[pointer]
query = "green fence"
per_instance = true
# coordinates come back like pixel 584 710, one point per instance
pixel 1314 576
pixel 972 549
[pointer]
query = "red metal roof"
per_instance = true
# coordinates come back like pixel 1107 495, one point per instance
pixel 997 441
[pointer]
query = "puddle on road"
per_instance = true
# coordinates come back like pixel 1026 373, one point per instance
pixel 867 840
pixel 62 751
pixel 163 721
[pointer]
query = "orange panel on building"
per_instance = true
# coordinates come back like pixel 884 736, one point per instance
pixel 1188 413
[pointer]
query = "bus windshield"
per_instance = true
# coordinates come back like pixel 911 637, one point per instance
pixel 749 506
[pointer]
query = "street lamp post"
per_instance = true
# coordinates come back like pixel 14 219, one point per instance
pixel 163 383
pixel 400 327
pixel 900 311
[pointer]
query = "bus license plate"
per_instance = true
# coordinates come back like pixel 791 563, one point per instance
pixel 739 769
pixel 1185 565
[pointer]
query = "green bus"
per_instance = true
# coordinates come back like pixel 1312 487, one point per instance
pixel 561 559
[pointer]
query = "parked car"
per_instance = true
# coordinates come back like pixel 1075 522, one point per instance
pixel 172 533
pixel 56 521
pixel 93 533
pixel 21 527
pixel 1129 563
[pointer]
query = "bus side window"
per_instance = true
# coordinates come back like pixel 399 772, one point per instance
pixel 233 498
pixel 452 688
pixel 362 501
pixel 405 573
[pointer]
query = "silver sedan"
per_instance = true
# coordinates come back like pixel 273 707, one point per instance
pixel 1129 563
--
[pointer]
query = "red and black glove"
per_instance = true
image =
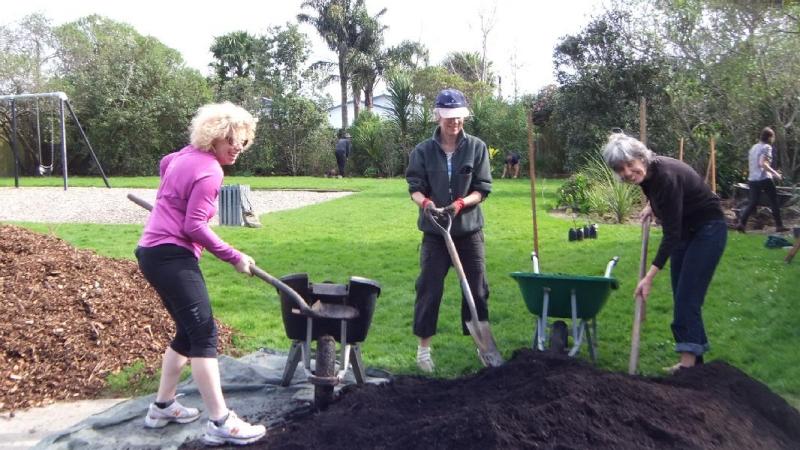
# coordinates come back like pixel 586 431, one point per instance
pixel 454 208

■ Task prompt
Report the lines above that have the word "query" in them.

■ Task solution
query = "green fence"
query = "red metal roof"
query = "puddle on road"
query = "orange panel on building"
query = "bus windshield"
query = "street lamp post"
query = "bus license plate"
query = "green bus"
query = "parked car"
query = "bus side window"
query = "silver sedan"
query = "red and black glove"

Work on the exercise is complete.